→ **Problem description**:
Return each entry exactly, omitting nothing.

→ **Materials provided**:
==================================================

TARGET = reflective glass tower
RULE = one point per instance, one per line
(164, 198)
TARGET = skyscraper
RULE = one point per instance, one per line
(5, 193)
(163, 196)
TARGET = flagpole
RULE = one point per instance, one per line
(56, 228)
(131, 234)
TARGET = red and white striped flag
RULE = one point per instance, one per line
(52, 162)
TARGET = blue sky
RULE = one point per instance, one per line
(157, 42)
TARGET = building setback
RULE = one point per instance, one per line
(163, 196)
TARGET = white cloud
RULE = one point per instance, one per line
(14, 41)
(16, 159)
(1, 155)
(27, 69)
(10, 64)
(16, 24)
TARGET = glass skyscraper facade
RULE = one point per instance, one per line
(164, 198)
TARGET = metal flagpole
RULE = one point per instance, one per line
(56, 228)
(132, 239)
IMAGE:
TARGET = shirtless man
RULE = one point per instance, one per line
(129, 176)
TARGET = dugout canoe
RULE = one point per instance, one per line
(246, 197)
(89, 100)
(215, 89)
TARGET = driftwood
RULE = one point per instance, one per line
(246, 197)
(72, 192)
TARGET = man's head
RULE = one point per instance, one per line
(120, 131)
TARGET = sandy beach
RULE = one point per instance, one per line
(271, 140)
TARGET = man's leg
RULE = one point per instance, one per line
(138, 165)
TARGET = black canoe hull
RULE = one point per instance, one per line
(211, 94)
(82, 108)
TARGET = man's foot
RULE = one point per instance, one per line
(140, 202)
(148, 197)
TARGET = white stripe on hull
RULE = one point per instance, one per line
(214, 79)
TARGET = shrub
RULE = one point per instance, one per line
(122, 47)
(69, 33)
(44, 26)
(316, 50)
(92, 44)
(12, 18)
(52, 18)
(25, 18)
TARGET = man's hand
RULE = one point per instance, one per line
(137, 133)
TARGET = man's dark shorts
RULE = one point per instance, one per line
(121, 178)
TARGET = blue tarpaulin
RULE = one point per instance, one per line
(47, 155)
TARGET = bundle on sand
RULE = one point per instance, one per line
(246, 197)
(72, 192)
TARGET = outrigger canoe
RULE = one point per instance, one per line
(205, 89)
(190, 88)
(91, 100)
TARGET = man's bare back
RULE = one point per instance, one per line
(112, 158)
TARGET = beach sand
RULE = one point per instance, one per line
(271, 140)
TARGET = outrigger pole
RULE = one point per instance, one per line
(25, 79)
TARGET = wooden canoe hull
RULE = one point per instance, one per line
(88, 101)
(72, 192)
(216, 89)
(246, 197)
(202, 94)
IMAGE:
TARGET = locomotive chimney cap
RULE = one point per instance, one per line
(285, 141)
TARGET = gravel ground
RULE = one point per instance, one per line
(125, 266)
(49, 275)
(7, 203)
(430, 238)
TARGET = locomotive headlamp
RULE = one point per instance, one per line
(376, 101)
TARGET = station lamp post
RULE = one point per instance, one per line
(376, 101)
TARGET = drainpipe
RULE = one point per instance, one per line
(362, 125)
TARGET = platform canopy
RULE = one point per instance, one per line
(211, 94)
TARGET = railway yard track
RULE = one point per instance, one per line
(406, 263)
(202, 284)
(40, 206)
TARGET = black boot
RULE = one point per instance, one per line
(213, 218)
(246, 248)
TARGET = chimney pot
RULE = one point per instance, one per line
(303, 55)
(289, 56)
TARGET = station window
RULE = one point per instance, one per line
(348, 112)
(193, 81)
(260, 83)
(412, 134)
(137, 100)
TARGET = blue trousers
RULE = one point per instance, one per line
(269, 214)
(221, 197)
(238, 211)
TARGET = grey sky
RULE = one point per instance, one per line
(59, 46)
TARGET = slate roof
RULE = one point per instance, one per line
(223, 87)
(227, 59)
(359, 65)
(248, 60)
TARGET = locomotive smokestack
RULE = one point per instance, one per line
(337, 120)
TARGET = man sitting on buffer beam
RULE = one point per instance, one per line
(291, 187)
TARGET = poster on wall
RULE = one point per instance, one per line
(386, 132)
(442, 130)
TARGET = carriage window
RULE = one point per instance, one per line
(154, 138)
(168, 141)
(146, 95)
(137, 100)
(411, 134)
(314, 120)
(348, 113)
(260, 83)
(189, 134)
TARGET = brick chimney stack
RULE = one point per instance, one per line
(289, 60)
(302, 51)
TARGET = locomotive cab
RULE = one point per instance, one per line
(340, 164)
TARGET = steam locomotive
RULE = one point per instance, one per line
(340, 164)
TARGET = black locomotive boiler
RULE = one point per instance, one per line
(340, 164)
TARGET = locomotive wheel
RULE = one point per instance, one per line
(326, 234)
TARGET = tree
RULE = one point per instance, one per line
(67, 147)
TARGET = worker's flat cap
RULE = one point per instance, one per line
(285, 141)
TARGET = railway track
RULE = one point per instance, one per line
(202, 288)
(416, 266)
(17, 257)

==================================================

→ **Result of this task**:
TARGET = reflective glass tower
RULE = one point per instance, one per line
(164, 198)
TARGET = skyscraper
RULE = one point per instance, one per line
(5, 193)
(163, 196)
TARGET = flagpole
RULE = one point per instance, one per line
(56, 228)
(131, 234)
TARGET = red and white striped flag
RULE = one point per instance, one per line
(52, 162)
TARGET = blue sky
RULE = one point per instance, one per line
(157, 42)
TARGET = building setback
RULE = one point per instance, one per line
(163, 196)
TARGET = white cloud
RULE = one point per instance, one per line
(14, 41)
(16, 159)
(1, 155)
(27, 69)
(10, 64)
(16, 24)
TARGET = glass skyscraper facade
RULE = one point per instance, one per line
(164, 198)
TARGET = metal flagpole
RULE = one point per instance, one per line
(56, 228)
(132, 239)
IMAGE:
TARGET = shirtless man
RULE = one point per instance, one per line
(129, 176)
TARGET = dugout canoe
RULE = one point per instance, one per line
(246, 197)
(89, 100)
(215, 89)
TARGET = driftwood
RULE = one point per instance, one per line
(246, 197)
(72, 192)
TARGET = man's head
RULE = one point per instance, one per line
(120, 131)
TARGET = sandy beach
RULE = one point per instance, one per line
(271, 140)
TARGET = man's leg
RULE = one point per instance, one per line
(138, 165)
TARGET = black canoe hull
RULE = one point per instance, one per line
(211, 94)
(82, 108)
TARGET = man's foot
RULE = one point per instance, one per line
(140, 202)
(148, 197)
TARGET = white stripe on hull
RULE = one point per instance, one per line
(214, 79)
TARGET = shrub
RULE = one point per instance, one per line
(122, 47)
(69, 33)
(44, 26)
(316, 50)
(92, 44)
(12, 18)
(52, 18)
(25, 18)
TARGET = man's hand
RULE = one point per instance, one per line
(137, 133)
TARGET = man's dark shorts
RULE = one point per instance, one per line
(121, 178)
TARGET = blue tarpaulin
RULE = one point per instance, one per line
(47, 155)
TARGET = bundle on sand
RULE = one point per instance, one per line
(246, 197)
(72, 192)
TARGET = outrigger canoe
RULE = one point per instance, one per line
(205, 89)
(190, 88)
(91, 100)
TARGET = man's bare back
RULE = one point per instance, one per line
(112, 158)
TARGET = beach sand
RULE = one point per instance, one per line
(271, 140)
TARGET = outrigger pole
RULE = one point per instance, one per line
(25, 79)
TARGET = wooden canoe hull
RULE = one point per instance, one per line
(88, 101)
(72, 192)
(216, 89)
(246, 197)
(202, 94)
IMAGE:
TARGET = locomotive chimney cap
RULE = one point per instance, one per line
(285, 141)
TARGET = gravel ground
RULE = one point per instance, one per line
(125, 266)
(49, 275)
(7, 203)
(430, 238)
TARGET = locomotive headlamp
RULE = one point per instance, one per line
(376, 101)
TARGET = station lamp post
RULE = one point per instance, one per line
(376, 101)
TARGET = drainpipe
RULE = one point per instance, one per line
(362, 125)
TARGET = platform canopy
RULE = one point per instance, one per line
(211, 94)
TARGET = railway yard track
RULE = one point per instance, one per line
(406, 263)
(202, 284)
(40, 206)
TARGET = black boot
RULE = one point per instance, one per line
(213, 218)
(246, 248)
TARGET = chimney pot
RULE = one point per instance, one per line
(303, 55)
(289, 56)
TARGET = station window
RULE = one point per instance, one per line
(348, 112)
(193, 81)
(260, 83)
(412, 134)
(137, 100)
TARGET = blue trousers
RULE = one point per instance, one per line
(269, 214)
(221, 197)
(238, 211)
TARGET = grey sky
RULE = one point per instance, one per line
(59, 46)
TARGET = slate roof
RULE = one point per instance, one per line
(223, 87)
(227, 59)
(359, 65)
(248, 60)
TARGET = locomotive smokestack
RULE = one point per instance, one per line
(337, 120)
TARGET = man sitting on buffer beam
RULE = one point per instance, one per line
(291, 187)
TARGET = poster on wall
RULE = one point per instance, one per line
(386, 132)
(442, 130)
TARGET = carriage window
RULE = one point per instance, one per line
(154, 138)
(168, 141)
(146, 95)
(137, 100)
(411, 134)
(314, 120)
(348, 113)
(260, 83)
(189, 134)
TARGET = brick chimney stack
RULE = one point per instance, one per line
(289, 60)
(302, 51)
TARGET = locomotive cab
RULE = one point per instance, one per line
(340, 164)
TARGET = steam locomotive
RULE = one point per instance, one per line
(340, 164)
TARGET = black locomotive boiler
RULE = one point per instance, one per line
(340, 164)
TARGET = locomotive wheel
RULE = one point per instance, one per line
(326, 234)
TARGET = tree
RULE = one point per instance, one per line
(67, 147)
TARGET = worker's flat cap
RULE = one point per instance, one per line
(285, 141)
TARGET = railway track
RULE = one point per instance, one per line
(202, 288)
(416, 266)
(17, 257)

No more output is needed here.